**** Material to process
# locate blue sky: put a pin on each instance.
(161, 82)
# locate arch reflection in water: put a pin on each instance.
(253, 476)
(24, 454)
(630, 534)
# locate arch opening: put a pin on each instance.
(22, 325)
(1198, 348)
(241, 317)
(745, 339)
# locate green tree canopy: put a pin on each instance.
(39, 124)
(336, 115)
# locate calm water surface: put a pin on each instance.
********
● **Instructions for the task**: All lines from the one with "# locate arch opening: put" through the end of the records need to be copied exactly, and no other lines.

● **Response below**:
# locate arch opening: put a pin on each instance.
(22, 325)
(1198, 348)
(241, 317)
(745, 339)
# locate green tree canopy: put a pin on each instance.
(39, 124)
(336, 115)
# locate calm water surface: put a pin on each instance.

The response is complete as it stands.